◆ INSTRUCTION 1
Recast the rows between the line holding "Tag verification: handrail." and the line holding "[5, 319, 1174, 405]", inclusive, as a Markdown table with the columns Number and Row text. Leave out blank lines.

◆ GIVEN TEXT
-- begin --
Those that branch out (tomatoes, cucumbers, and melons) need wider spacing but are lower growing, so come third in height order. Next come the taller unsupported varieties such as brussels sprouts, and finally the greens and low root crops. Seasonality as well as growth height determine planting order and timing. I like to start tall-growing, cold-tolerant peas at the back of the garden in early spring (often before the last snow showers in April). Peas are one of the few vegetables that freeze well for me, so I plant a lot. First to go in are tall-growing, edible-pod snow peas, sugar snaps, and "Frosty"-type cold-tolerant sweet peas.
Reluctantly, and for these super-early plantings only, I have compromised my organic principles and bought seed treated against the soil-borne rots that consume virtually all seed planted before they emerge and the June sun warms and dries out our cold, wet New England spring soil. But I am experimenting with a way to avoid those ugly red-poison coatings—by planting early peas in three-inch-deep trenches filled with State of Maine ocean-beach sand. (I can't see why a clean inland sand from a sandpit, lake beach, or river bend wouldn't work as well.)
-- end --
◆ INSTRUCTION 2
Which kinds of peas does the garden planting text say go in first?

◆ EXTRACTED MATERIAL
-- begin --
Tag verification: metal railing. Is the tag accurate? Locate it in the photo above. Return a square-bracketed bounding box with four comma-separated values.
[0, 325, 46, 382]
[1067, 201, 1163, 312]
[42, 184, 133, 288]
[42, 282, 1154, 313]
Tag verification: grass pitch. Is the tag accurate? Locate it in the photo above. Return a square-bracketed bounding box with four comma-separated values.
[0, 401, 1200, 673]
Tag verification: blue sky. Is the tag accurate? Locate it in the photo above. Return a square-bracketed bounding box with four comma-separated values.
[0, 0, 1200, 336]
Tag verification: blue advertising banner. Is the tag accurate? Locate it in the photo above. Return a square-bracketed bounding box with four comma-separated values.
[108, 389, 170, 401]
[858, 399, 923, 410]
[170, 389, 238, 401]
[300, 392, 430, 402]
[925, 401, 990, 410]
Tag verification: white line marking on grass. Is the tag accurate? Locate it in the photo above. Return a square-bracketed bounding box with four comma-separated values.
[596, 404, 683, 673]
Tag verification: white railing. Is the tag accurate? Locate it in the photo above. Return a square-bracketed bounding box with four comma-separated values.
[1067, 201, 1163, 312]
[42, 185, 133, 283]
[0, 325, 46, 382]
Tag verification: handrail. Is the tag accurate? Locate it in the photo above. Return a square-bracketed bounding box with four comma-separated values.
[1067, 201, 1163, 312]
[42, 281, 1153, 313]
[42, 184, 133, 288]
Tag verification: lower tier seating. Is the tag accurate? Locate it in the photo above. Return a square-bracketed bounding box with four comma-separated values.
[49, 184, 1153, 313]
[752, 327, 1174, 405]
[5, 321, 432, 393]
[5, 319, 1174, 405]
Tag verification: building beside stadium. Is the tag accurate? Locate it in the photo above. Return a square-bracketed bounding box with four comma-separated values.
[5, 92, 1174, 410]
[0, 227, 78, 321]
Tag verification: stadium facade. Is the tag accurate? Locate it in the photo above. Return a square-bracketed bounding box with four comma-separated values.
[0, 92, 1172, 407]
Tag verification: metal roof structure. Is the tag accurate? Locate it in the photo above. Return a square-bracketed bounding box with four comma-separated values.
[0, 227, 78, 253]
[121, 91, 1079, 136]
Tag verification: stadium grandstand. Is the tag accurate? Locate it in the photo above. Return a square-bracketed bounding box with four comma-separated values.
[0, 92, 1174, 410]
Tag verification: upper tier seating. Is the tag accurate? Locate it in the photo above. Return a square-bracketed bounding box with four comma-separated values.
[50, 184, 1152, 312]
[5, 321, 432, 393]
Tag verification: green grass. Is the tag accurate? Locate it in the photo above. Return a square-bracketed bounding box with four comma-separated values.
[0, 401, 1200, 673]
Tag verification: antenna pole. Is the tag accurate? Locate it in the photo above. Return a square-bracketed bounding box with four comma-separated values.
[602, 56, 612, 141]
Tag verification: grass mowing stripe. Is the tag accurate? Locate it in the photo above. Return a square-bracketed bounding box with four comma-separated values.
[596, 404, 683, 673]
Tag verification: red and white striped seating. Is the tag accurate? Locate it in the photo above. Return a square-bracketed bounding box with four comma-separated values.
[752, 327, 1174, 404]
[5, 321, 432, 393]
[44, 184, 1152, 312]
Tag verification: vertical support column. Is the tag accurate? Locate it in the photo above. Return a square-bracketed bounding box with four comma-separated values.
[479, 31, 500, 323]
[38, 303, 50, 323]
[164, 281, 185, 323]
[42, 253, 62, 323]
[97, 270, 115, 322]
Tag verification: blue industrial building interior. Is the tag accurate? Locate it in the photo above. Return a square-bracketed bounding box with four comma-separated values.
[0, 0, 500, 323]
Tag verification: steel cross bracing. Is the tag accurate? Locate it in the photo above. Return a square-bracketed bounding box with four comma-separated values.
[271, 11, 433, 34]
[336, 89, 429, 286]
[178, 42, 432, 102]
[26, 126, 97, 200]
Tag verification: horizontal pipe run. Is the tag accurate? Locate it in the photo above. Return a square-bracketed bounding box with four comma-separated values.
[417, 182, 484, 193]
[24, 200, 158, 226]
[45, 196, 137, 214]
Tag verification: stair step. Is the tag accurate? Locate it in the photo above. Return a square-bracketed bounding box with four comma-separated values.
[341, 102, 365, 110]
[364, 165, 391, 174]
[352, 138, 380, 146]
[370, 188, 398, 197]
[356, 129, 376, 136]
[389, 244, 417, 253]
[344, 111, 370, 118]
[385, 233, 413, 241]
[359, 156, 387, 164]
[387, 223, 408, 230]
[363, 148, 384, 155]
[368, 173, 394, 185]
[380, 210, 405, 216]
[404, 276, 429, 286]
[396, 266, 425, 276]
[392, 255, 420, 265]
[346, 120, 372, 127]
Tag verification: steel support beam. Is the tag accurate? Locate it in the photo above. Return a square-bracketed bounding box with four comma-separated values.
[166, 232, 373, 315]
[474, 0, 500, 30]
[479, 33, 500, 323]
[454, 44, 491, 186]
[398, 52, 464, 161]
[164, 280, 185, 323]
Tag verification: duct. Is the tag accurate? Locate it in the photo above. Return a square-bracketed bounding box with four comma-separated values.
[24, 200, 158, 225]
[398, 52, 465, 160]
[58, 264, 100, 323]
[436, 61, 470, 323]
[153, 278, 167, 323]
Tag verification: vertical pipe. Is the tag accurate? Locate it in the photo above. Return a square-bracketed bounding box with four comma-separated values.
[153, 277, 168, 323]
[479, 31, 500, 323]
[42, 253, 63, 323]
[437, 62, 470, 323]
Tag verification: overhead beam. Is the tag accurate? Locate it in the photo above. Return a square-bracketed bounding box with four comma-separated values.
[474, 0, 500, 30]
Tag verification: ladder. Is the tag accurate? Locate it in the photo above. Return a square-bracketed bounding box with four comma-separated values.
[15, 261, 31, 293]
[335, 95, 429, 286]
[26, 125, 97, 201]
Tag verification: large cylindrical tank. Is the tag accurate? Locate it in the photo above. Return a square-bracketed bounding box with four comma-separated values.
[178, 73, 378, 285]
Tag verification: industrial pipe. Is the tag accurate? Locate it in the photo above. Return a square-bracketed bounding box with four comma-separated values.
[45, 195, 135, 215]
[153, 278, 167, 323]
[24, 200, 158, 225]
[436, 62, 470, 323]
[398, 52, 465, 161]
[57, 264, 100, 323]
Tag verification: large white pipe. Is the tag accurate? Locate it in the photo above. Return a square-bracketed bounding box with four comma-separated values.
-- end --
◆ SOLUTION 1
| Number | Row text |
|---|---|
| 1 | Tag verification: handrail. Is the tag accurate? Locate it in the photo above. Return a square-bracketed bounding box with four comma-separated values. |
| 2 | [1067, 201, 1163, 312] |
| 3 | [42, 281, 1153, 313] |
| 4 | [42, 184, 133, 288] |
| 5 | Tag verification: lower tier seating. Is the tag accurate? Locate it in the photo above. Return a square-bracketed bounding box with four comma-separated values. |
| 6 | [49, 184, 1153, 313] |
| 7 | [752, 327, 1174, 405] |
| 8 | [5, 321, 432, 393] |
| 9 | [5, 319, 1174, 405] |

◆ SOLUTION 2
- Tall-growing, edible-pod snow peas
- Sugar snaps
- "Frosty"-type cold-tolerant sweet peas